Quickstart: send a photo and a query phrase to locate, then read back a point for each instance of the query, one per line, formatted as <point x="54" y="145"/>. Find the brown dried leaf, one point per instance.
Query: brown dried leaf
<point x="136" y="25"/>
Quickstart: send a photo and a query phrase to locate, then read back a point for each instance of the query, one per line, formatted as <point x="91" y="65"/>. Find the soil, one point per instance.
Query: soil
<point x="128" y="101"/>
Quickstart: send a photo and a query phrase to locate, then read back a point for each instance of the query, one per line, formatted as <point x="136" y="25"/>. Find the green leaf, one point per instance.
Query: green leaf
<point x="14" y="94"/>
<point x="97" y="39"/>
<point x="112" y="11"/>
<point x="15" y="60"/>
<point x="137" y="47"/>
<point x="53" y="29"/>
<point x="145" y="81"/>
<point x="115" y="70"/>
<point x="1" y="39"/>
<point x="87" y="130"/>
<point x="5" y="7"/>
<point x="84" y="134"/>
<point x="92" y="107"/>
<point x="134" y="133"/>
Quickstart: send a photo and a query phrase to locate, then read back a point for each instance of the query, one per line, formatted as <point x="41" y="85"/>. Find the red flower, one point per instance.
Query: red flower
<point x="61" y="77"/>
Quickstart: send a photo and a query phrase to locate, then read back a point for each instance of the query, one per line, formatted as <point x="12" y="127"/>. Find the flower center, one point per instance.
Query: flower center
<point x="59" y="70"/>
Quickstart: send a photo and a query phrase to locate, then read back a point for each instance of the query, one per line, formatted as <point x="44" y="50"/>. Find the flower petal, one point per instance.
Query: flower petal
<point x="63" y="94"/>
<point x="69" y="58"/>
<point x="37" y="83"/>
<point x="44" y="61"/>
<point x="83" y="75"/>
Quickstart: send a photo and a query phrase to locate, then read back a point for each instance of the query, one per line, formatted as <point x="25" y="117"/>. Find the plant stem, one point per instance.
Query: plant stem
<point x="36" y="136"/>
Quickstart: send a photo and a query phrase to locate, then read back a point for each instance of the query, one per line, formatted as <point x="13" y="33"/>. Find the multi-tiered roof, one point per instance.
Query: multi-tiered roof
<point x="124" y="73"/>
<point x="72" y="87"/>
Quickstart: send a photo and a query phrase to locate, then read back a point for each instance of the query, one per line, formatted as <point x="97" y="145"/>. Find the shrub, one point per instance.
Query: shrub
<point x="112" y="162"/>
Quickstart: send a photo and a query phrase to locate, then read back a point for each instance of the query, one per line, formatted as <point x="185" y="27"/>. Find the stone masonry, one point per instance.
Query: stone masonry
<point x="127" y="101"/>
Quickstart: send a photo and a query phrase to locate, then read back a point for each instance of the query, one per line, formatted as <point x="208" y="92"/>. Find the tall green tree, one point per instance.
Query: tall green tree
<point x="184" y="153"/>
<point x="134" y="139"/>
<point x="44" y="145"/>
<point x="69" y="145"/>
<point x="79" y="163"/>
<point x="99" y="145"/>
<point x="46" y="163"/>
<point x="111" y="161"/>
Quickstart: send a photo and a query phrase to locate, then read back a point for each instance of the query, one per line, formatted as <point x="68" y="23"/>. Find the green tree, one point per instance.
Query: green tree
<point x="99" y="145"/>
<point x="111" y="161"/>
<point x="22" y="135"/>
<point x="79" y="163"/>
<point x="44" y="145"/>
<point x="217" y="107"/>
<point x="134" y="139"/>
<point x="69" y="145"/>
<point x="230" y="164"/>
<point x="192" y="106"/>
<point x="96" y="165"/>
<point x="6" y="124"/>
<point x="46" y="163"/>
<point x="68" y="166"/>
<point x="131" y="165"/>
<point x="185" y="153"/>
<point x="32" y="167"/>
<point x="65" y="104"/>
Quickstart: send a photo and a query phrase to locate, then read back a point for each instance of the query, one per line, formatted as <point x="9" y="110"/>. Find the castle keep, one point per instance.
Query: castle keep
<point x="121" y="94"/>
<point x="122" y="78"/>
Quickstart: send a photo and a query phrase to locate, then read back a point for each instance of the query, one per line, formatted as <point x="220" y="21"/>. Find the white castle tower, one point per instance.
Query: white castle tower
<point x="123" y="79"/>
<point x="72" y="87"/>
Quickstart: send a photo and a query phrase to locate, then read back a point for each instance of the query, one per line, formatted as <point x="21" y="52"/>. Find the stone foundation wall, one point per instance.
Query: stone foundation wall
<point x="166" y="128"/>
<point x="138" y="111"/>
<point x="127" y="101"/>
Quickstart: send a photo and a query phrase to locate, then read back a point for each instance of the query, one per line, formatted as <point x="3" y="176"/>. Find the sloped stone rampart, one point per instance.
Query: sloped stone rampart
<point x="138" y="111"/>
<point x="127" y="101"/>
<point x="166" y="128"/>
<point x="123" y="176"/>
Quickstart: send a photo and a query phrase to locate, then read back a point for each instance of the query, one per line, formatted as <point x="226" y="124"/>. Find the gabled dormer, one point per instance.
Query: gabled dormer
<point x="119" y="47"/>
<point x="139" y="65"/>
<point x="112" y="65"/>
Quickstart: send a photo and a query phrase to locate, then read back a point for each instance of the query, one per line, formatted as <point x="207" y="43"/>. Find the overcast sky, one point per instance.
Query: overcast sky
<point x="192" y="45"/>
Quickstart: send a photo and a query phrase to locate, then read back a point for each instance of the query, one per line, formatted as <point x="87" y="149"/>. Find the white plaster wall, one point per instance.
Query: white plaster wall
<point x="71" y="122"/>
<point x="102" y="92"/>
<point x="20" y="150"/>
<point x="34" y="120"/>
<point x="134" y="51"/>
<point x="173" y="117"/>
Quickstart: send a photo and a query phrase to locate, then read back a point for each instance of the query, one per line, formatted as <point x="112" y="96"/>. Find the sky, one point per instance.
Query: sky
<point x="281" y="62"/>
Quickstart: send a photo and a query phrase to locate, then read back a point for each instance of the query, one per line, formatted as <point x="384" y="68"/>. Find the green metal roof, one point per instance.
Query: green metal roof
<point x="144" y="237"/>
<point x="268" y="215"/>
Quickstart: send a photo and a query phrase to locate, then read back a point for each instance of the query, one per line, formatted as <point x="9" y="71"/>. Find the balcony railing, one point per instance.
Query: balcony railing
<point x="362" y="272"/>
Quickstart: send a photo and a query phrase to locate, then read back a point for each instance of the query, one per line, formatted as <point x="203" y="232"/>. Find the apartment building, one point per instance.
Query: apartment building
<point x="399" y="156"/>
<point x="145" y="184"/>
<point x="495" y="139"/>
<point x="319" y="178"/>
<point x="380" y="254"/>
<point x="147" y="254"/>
::::
- Problem details: Put the lines above into a JSON list of strings, one string per line, with blank lines left out.

- Exercise solution:
[
  "Quickstart: send a photo and a query phrase to locate, then read back a point for each instance of the query, one per line, formatted as <point x=\"54\" y=\"145\"/>. Find the brown dried leaf, one point per instance.",
  "Query: brown dried leaf",
  "<point x=\"136\" y=\"25\"/>",
  "Quickstart: send a photo and a query phrase to locate, then read back a point for each instance of the query, one per line, formatted as <point x=\"91\" y=\"65\"/>. Find the soil, one point per instance.",
  "Query: soil",
  "<point x=\"128\" y=\"101\"/>",
  "Quickstart: send a photo and a query phrase to locate, then read back a point for each instance of the query, one per line, formatted as <point x=\"136\" y=\"25\"/>. Find the green leaf, one point per instance.",
  "Query: green leaf",
  "<point x=\"14\" y=\"94\"/>",
  "<point x=\"97\" y=\"39\"/>",
  "<point x=\"112\" y=\"11\"/>",
  "<point x=\"15\" y=\"60\"/>",
  "<point x=\"137\" y=\"47\"/>",
  "<point x=\"53\" y=\"29\"/>",
  "<point x=\"145\" y=\"81\"/>",
  "<point x=\"115\" y=\"70\"/>",
  "<point x=\"1\" y=\"39\"/>",
  "<point x=\"87\" y=\"130\"/>",
  "<point x=\"5\" y=\"7\"/>",
  "<point x=\"84\" y=\"134\"/>",
  "<point x=\"92\" y=\"107\"/>",
  "<point x=\"134\" y=\"133\"/>",
  "Quickstart: send a photo and a query phrase to locate, then read back a point for each instance of the query, one per line, formatted as <point x=\"41\" y=\"85\"/>. Find the red flower, one point per instance.",
  "Query: red flower",
  "<point x=\"61\" y=\"77\"/>",
  "Quickstart: send a photo and a query phrase to locate, then read back a point for each instance of the query, one per line, formatted as <point x=\"12\" y=\"127\"/>. Find the flower center, one point per instance.",
  "Query: flower center",
  "<point x=\"59\" y=\"70\"/>",
  "Quickstart: send a photo and a query phrase to locate, then read back a point for each instance of the query, one per line, formatted as <point x=\"44\" y=\"50\"/>. Find the flower petal, one point per instance.",
  "Query: flower petal",
  "<point x=\"63\" y=\"94\"/>",
  "<point x=\"69\" y=\"58\"/>",
  "<point x=\"37\" y=\"83\"/>",
  "<point x=\"44\" y=\"61\"/>",
  "<point x=\"83\" y=\"75\"/>",
  "Quickstart: send a photo and a query phrase to locate, then read back a point for each instance of the query, one per line, formatted as <point x=\"25\" y=\"117\"/>. Find the plant stem, one point per instance.",
  "Query: plant stem",
  "<point x=\"36\" y=\"136\"/>",
  "Quickstart: send a photo and a query phrase to locate, then read back a point for each instance of the query, one per line, formatted as <point x=\"13\" y=\"33\"/>. Find the multi-tiered roof, one point per instance.",
  "Query: multi-tiered roof",
  "<point x=\"124\" y=\"73\"/>",
  "<point x=\"72\" y=\"87\"/>",
  "Quickstart: send a photo and a query phrase to locate, then read back a point for each instance of the query, one per line, formatted as <point x=\"97\" y=\"145\"/>. Find the shrub, one point per instance.",
  "Query: shrub",
  "<point x=\"112\" y=\"162\"/>",
  "Quickstart: send a photo and a query phrase to locate, then read back a point for each instance of the query, one per line, formatted as <point x=\"185\" y=\"27\"/>. Find the stone masonry, one point per instance.",
  "Query: stone masonry",
  "<point x=\"127\" y=\"101\"/>",
  "Quickstart: send a photo and a query phrase to locate, then read back a point for each instance of the query, one per line, formatted as <point x=\"208\" y=\"92\"/>. Find the tall green tree, one point per instance.",
  "Query: tall green tree",
  "<point x=\"184\" y=\"153\"/>",
  "<point x=\"134\" y=\"139\"/>",
  "<point x=\"44\" y=\"145\"/>",
  "<point x=\"69\" y=\"145\"/>",
  "<point x=\"79\" y=\"163\"/>",
  "<point x=\"99\" y=\"145\"/>",
  "<point x=\"46\" y=\"163\"/>",
  "<point x=\"111\" y=\"161\"/>",
  "Quickstart: send a photo and a query phrase to locate, then read back a point for each instance of the query, one per line, formatted as <point x=\"68\" y=\"23\"/>. Find the green tree, one point per instance.",
  "Query: green tree",
  "<point x=\"99\" y=\"145\"/>",
  "<point x=\"111\" y=\"161\"/>",
  "<point x=\"22\" y=\"135\"/>",
  "<point x=\"79\" y=\"163\"/>",
  "<point x=\"44\" y=\"145\"/>",
  "<point x=\"217\" y=\"107\"/>",
  "<point x=\"134\" y=\"139\"/>",
  "<point x=\"69\" y=\"145\"/>",
  "<point x=\"230\" y=\"164\"/>",
  "<point x=\"192\" y=\"106\"/>",
  "<point x=\"96\" y=\"165\"/>",
  "<point x=\"6\" y=\"124\"/>",
  "<point x=\"46\" y=\"163\"/>",
  "<point x=\"68\" y=\"166\"/>",
  "<point x=\"131\" y=\"165\"/>",
  "<point x=\"185\" y=\"153\"/>",
  "<point x=\"32\" y=\"167\"/>",
  "<point x=\"65\" y=\"104\"/>",
  "Quickstart: send a photo and a query phrase to locate, then read back a point for each instance of the query, one per line, formatted as <point x=\"9\" y=\"110\"/>. Find the castle keep, one point per instance.",
  "Query: castle keep",
  "<point x=\"121\" y=\"94\"/>",
  "<point x=\"122\" y=\"78\"/>",
  "Quickstart: send a photo and a query phrase to locate, then read back a point for each instance of the query, one per line, formatted as <point x=\"220\" y=\"21\"/>. Find the white castle tower, one point per instance.",
  "Query: white castle tower",
  "<point x=\"123\" y=\"79\"/>",
  "<point x=\"72\" y=\"87\"/>",
  "Quickstart: send a photo and a query phrase to locate, then read back a point for each instance of the query, one per line, formatted as <point x=\"21\" y=\"52\"/>. Find the stone foundation wall, one point per instance.",
  "Query: stone foundation wall",
  "<point x=\"166\" y=\"128\"/>",
  "<point x=\"138\" y=\"111\"/>",
  "<point x=\"127\" y=\"101\"/>",
  "Quickstart: send a photo and a query phrase to locate, then read back a point for each instance of the query, one per line, formatted as <point x=\"3\" y=\"176\"/>. Find the sloped stone rampart, one point per instance.",
  "Query: sloped stone rampart",
  "<point x=\"138\" y=\"111\"/>",
  "<point x=\"127\" y=\"101\"/>",
  "<point x=\"166\" y=\"128\"/>",
  "<point x=\"123\" y=\"176\"/>",
  "Quickstart: send a photo and a query phrase to locate, then read back a point for each instance of the query, one per line, formatted as <point x=\"226\" y=\"124\"/>. Find the gabled dormer, one point per instance.",
  "Query: gabled dormer",
  "<point x=\"119\" y=\"47\"/>",
  "<point x=\"139\" y=\"65\"/>",
  "<point x=\"112\" y=\"65\"/>",
  "Quickstart: send a photo and a query phrase to locate, then read back a point for each instance of the query, one per line, formatted as <point x=\"207\" y=\"43\"/>. Find the overcast sky, one point per instance.",
  "Query: overcast sky",
  "<point x=\"192\" y=\"45\"/>",
  "Quickstart: send a photo and a query phrase to locate, then read back a point for each instance of the query, one per line, formatted as <point x=\"87\" y=\"149\"/>. Find the white plaster wall, one point per instance.",
  "Query: white plaster wall",
  "<point x=\"71\" y=\"122\"/>",
  "<point x=\"102\" y=\"92\"/>",
  "<point x=\"20\" y=\"150\"/>",
  "<point x=\"34\" y=\"120\"/>",
  "<point x=\"134\" y=\"51\"/>",
  "<point x=\"173\" y=\"117\"/>",
  "Quickstart: send a photo and a query phrase to locate, then read back a point for each instance of the query, one per line, formatted as <point x=\"112\" y=\"96\"/>. Find the sky, one point per instance.",
  "Query: sky",
  "<point x=\"281\" y=\"62\"/>",
  "Quickstart: send a photo and a query phrase to locate, then read back a point for each instance of the query, one per line, formatted as <point x=\"384\" y=\"68\"/>. Find the green metal roof, one point per instance.",
  "Query: green metal roof",
  "<point x=\"144\" y=\"237\"/>",
  "<point x=\"268\" y=\"215\"/>",
  "Quickstart: send a photo and a query phrase to locate, then read back a point for each instance of the query, one per line, formatted as <point x=\"9\" y=\"71\"/>. Find the balcony railing, one point per instance.",
  "Query: balcony railing",
  "<point x=\"362\" y=\"272\"/>",
  "Quickstart: send a photo and a query phrase to locate, then read back a point for each instance of the query, one per line, formatted as <point x=\"203\" y=\"232\"/>. Find the apartment building, one point per instance.",
  "Query: apartment building",
  "<point x=\"399\" y=\"156\"/>",
  "<point x=\"145\" y=\"184\"/>",
  "<point x=\"495\" y=\"139\"/>",
  "<point x=\"319\" y=\"178\"/>",
  "<point x=\"380\" y=\"254\"/>",
  "<point x=\"147\" y=\"254\"/>"
]